(GOAL OF THE EXERCISE) Tally the lines of the records below that contain the word "right". What is the count? Reply with the number alone.

(DATA SHOWN)
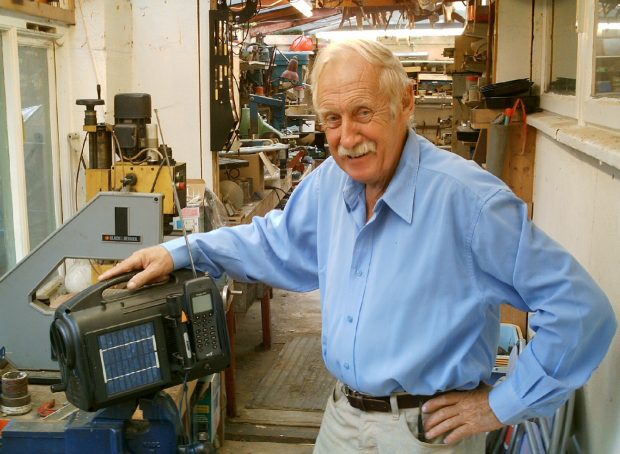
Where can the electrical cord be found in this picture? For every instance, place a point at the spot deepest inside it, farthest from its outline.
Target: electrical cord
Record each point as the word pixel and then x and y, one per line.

--

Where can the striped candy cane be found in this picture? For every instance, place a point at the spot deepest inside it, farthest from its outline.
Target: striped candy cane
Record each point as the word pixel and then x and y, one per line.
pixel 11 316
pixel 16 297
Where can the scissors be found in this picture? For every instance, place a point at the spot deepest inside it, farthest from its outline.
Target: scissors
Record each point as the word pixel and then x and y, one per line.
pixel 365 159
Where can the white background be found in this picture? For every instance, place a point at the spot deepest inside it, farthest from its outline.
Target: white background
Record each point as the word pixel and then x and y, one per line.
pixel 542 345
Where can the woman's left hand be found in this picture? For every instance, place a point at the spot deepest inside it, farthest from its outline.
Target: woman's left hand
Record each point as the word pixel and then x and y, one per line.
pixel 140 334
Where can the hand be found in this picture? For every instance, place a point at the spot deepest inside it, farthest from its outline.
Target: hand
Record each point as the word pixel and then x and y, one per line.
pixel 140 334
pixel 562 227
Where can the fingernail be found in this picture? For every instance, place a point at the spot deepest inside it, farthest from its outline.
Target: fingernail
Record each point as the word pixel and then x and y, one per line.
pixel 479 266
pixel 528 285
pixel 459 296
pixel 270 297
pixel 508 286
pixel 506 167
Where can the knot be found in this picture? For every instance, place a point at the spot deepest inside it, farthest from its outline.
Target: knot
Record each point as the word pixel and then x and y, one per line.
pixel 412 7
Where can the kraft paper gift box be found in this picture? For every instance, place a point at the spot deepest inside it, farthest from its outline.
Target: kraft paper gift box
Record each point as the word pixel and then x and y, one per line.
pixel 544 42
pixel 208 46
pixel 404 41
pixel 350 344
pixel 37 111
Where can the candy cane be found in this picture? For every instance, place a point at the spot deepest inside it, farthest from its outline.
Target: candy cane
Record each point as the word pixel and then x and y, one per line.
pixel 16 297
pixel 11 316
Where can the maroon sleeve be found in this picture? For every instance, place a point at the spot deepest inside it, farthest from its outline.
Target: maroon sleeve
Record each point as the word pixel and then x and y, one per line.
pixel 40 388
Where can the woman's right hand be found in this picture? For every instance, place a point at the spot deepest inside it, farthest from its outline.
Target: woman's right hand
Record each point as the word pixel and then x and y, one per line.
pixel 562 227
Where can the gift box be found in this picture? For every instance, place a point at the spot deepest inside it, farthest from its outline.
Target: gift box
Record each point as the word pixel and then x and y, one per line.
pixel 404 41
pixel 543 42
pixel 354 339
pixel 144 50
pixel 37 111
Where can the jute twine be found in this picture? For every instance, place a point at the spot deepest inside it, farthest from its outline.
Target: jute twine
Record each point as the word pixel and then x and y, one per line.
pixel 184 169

(EXERCISE RESULT) 2